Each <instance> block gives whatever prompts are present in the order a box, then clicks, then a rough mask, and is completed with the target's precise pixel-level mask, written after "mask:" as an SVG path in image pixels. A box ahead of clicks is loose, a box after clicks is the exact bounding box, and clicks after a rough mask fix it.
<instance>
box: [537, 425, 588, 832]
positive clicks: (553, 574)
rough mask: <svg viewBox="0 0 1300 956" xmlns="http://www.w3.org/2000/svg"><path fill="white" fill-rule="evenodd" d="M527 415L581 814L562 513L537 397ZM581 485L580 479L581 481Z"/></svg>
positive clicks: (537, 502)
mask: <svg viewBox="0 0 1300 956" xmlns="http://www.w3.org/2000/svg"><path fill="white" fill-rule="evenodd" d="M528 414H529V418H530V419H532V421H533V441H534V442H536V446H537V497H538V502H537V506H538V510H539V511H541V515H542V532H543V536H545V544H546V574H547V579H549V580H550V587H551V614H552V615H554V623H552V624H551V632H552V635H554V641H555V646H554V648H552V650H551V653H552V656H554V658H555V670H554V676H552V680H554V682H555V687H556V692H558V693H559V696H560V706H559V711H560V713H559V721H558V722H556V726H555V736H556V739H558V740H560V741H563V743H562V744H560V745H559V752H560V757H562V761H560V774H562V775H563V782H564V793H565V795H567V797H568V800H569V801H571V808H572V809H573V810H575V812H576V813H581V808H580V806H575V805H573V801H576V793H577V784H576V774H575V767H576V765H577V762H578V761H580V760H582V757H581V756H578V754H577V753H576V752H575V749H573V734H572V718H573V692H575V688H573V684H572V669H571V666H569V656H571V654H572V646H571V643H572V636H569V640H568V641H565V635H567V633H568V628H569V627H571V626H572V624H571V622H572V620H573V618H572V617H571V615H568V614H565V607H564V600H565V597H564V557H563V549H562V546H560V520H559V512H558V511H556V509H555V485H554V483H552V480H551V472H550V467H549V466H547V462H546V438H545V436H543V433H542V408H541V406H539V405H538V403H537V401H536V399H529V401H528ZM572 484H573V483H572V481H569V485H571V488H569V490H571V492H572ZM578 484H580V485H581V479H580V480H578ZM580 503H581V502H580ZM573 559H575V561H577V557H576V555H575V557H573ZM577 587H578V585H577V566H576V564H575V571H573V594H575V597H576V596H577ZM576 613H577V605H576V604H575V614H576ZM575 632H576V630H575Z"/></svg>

##########

Task prompt
Reproduce word for word every line from the start of the records through the line containing "positive clicks: (537, 502)", including that line.

Response for this exercise
Each <instance> block gives whatever prompts are present in the order a box, then clicks, then a rough mask, and is completed with the target's precise pixel-level mask, written after "mask:" as an SVG path in image pixels. A box ahead of clicks is loose, a box after clicks is the exact bounding box, and clicks after a rough mask fix it.
<instance>
box: [537, 425, 588, 832]
positive clicks: (553, 574)
rough mask: <svg viewBox="0 0 1300 956" xmlns="http://www.w3.org/2000/svg"><path fill="white" fill-rule="evenodd" d="M527 415L581 814L562 513L537 397ZM581 485L580 479L581 481Z"/></svg>
positive clicks: (537, 502)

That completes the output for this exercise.